* **Obiettivo 1**:
Estragga dalla recensione di It il brano che inizia con "Il pagliaccio, l’attore" e termina con "del tutto convincente.".
* **Obiettivo 2**:
Secondo la recensione di It, quale attore interpreta il pagliaccio nell'adattamento cinematografico ora nelle sale?

* **Testo fornito**:
******
Poi nel ’90, dopo il successo del libro, arrivò la trasposizione televisiva, una miniserie, in cui il pagliaccio in questione era quel Rocky Horror Picture Show coi piedi di Tim Curry. Intere generazioni sono state traumatizzate da un film che, dopotutto, col senno di poi, era robetta. Nonostante Curry, magistrale. Ora è nelle sale l’adattamento cinematografico di Andrès Muschietti, the next big thing di cui tutti parlano. Controverso fin dalla lunghissima lavorazione (fuga del regista Fukunaga, quello di True Detective, compresa), questo primo capitolo di It è un blockbuster mondiale, di proporzioni titaniche. A giudicare dai numeri, insomma, qualcosa che facile abbia visto pure vostra nonna il pomeriggio che s’è scocciata del punto croce davanti a Barbara d’Urso.
Si merita tutto questo successo o si tratta solo di giovanilistico hype? La risposta è sì, se lo merita. La distanza dalla miniserie è abissale, non solo perché sono passati una trentina d’anni da quella messa in onda. Qui la situazione è completamente ribaltata: Se prima It stava in piedi grazie a It (Tim Curry, appunto), oggi It regge a prescindere da It.
Il pagliaccio, l’attore Bill Skarsgård, è talmente intriso di computer grafica da essere praticamente ininfluente, un cartone animato, uno spot del Mc Donald’s col ketchup andato a male. Il clown da protagonista e cuore pulsante del terrore diventa una circostanza all’interno di una trama appassionante già di per sè. A parte qualche eccessiva strizzata d’occhio destro e sinistro agli anni Ottanta, i ragazzini del Club dei Perdenti sono un’ode al fallimento eroico. Sfigati, sbeffeggiati, incompresi, tostissimi. Non le classiche vittime bidimensionali che strillano alla prima goccia di sangue, no, questi affrontano qualsiasi rogna a muso duro. E con un sarcasmo davvero fuoriluogo. Dunque del tutto convincente.
******
* **Materiale fornito**:

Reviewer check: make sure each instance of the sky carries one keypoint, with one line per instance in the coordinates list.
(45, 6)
******
* **Risposta completa 1**:
Il pagliaccio, l’attore Bill Skarsgård, è talmente intriso di computer grafica da essere praticamente ininfluente, un cartone animato, uno spot del Mc Donald’s col ketchup andato a male. Il clown da protagonista e cuore pulsante del terrore diventa una circostanza all’interno di una trama appassionante già di per sè. A parte qualche eccessiva strizzata d’occhio destro e sinistro agli anni Ottanta, i ragazzini del Club dei Perdenti sono un’ode al fallimento eroico. Sfigati, sbeffeggiati, incompresi, tostissimi. Non le classiche vittime bidimensionali che strillano alla prima goccia di sangue, no, questi affrontano qualsiasi rogna a muso duro. E con un sarcasmo davvero fuoriluogo. Dunque del tutto convincente.

* **Risposta completa 2**:
Bill Skarsgård.